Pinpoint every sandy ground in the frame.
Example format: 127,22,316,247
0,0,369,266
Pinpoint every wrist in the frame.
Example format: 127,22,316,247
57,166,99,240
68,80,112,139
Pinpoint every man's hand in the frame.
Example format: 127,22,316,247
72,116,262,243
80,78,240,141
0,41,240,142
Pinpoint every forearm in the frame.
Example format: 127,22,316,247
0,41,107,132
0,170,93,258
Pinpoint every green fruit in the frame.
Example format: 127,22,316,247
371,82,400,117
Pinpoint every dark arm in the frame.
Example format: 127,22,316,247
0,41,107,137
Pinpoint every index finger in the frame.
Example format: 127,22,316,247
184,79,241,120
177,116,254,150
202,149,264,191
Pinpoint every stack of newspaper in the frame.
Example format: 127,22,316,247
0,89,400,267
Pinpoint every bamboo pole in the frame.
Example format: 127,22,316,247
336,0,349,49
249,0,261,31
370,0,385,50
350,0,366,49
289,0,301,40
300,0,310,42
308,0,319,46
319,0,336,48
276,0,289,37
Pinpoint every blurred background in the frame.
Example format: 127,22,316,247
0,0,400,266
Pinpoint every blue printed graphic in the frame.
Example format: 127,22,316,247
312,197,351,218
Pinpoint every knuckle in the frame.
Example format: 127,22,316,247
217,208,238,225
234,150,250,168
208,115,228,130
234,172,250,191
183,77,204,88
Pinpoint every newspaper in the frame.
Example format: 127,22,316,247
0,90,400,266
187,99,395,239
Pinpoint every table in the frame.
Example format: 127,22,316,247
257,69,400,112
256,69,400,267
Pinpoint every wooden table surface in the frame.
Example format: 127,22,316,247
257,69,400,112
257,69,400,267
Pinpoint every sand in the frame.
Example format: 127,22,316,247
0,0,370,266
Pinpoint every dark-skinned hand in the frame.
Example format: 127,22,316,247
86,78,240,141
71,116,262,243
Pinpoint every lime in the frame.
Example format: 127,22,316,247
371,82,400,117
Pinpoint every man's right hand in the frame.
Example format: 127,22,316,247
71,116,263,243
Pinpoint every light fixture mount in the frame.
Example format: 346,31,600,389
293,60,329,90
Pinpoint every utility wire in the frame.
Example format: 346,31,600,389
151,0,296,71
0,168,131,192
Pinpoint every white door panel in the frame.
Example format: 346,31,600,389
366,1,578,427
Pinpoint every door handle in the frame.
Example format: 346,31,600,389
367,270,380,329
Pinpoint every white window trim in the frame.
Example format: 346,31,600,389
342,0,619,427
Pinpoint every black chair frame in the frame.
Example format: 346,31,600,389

Short exercise:
Reproduce the material word for word, from its first line up to and including the line containing "312,197,351,218".

Written answer:
Pinpoint every sandy ground in the frame.
Example format: 127,22,316,247
0,0,369,266
Pinpoint every wrist in the frame.
Example format: 127,22,316,247
57,166,99,240
68,80,112,139
Pinpoint every man's hand in the frame.
Example format: 127,22,316,247
72,116,262,243
80,78,240,141
0,41,240,142
Pinpoint every forearm in the frame.
Example format: 127,22,316,247
0,41,107,132
0,170,93,258
Pinpoint every green fruit in the frame.
Example format: 127,22,316,247
371,82,400,117
Pinpoint every dark arm in the frame.
Example format: 127,22,316,247
0,41,107,137
Pinpoint every index finger in the frame.
Example format: 127,22,316,247
184,79,241,120
177,116,254,150
202,149,264,191
Pinpoint every stack of newspaper in the frame.
Example format: 127,22,316,247
0,89,400,267
Pinpoint every bamboo pole in the frame.
Example format: 127,22,316,247
336,0,349,49
249,0,261,31
370,0,385,50
350,0,366,49
289,0,301,40
300,0,310,42
308,0,319,46
319,0,336,48
276,0,289,37
Pinpoint every blurred background in the frame.
Example format: 127,22,316,247
0,0,400,266
Pinpoint every blue printed graphic in the frame.
Example format: 127,22,316,247
312,197,351,218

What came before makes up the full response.